▸ **ACTIVITY**
Lines in the entries below where the word "Target" shows up should each be copied.

▸ **DATA UNDER STUDY**
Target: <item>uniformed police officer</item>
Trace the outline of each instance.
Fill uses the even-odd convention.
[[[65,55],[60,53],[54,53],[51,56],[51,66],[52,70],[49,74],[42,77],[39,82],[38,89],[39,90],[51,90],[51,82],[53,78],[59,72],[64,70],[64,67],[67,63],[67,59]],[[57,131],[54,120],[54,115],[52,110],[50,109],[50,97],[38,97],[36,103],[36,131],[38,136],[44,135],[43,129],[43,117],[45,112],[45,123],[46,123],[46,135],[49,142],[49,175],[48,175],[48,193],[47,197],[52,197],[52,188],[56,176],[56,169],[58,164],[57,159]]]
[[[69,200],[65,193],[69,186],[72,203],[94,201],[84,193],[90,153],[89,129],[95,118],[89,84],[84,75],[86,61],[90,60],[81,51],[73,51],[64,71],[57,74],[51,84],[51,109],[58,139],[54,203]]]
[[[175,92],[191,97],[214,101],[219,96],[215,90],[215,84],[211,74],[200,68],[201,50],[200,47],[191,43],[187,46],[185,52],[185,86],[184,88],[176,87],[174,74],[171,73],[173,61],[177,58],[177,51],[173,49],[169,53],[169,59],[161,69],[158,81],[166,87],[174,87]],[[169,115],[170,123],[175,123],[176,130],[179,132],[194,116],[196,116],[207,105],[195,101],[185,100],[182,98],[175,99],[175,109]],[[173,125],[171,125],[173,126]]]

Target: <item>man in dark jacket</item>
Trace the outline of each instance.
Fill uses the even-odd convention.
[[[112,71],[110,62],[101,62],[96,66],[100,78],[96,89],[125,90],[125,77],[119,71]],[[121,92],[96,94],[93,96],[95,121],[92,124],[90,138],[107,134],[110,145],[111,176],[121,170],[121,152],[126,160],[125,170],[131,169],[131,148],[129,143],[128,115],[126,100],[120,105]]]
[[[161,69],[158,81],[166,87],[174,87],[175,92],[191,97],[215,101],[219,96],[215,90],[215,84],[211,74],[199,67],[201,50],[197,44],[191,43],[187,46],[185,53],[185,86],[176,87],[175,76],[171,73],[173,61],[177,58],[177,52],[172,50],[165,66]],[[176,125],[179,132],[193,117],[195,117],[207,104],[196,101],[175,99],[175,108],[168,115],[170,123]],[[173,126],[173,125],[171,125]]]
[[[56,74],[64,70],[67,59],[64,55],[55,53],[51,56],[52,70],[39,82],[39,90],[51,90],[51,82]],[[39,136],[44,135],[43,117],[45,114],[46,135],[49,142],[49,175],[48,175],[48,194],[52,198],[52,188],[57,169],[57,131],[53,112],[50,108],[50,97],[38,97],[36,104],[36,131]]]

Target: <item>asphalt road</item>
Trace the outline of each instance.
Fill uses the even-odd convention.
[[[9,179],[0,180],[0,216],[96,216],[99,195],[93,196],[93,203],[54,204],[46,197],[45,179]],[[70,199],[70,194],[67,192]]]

▸ **THE ANSWER**
Target: <item>uniformed police officer</item>
Target: <item>man in dark jacket</item>
Target: <item>asphalt road</item>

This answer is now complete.